Word for word, transcribe the data below from the line with "Target: wheel arch" to the line with "rocks in the photo above.", keeping both of those lines.

- [Input records]
►
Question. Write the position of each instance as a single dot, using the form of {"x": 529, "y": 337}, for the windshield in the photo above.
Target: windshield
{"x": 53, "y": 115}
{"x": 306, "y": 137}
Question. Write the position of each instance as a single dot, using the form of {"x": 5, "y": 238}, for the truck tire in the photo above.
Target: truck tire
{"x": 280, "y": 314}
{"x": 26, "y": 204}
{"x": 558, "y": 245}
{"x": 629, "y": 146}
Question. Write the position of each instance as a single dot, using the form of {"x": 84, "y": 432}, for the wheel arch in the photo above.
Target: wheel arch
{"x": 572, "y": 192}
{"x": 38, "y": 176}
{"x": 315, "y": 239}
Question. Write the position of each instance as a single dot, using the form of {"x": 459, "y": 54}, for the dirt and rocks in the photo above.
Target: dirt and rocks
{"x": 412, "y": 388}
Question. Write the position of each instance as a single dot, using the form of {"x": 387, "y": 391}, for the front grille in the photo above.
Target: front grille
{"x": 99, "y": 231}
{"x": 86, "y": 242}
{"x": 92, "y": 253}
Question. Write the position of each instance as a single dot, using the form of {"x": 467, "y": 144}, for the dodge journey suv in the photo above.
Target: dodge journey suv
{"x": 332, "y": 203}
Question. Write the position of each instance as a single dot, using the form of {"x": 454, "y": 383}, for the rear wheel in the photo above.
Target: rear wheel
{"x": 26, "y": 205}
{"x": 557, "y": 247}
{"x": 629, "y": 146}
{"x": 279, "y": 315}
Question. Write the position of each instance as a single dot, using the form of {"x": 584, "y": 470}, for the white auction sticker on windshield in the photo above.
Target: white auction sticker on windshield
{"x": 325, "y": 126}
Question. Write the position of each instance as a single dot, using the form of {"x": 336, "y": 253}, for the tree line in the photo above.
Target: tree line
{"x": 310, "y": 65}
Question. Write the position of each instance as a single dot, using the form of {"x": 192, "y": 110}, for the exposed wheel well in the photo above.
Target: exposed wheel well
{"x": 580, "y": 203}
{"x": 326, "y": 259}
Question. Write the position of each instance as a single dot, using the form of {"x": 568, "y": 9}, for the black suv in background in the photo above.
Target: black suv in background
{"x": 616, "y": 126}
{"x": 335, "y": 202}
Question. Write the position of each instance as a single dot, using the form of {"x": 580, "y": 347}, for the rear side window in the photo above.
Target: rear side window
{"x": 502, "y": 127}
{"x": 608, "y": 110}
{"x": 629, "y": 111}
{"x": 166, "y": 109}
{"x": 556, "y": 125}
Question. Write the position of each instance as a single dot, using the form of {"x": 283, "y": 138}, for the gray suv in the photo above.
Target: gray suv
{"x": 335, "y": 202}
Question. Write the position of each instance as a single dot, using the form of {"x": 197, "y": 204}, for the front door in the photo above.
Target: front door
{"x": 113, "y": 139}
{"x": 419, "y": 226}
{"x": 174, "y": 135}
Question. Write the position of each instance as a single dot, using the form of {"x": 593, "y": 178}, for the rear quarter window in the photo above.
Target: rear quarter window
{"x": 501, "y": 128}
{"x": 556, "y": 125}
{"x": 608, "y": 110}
◄
- [Exercise output]
Target: wheel arch
{"x": 572, "y": 192}
{"x": 38, "y": 176}
{"x": 315, "y": 239}
Question. Write the position of each instance as a single dot, using the form of {"x": 459, "y": 54}, for the dirt and rocks in the photo above.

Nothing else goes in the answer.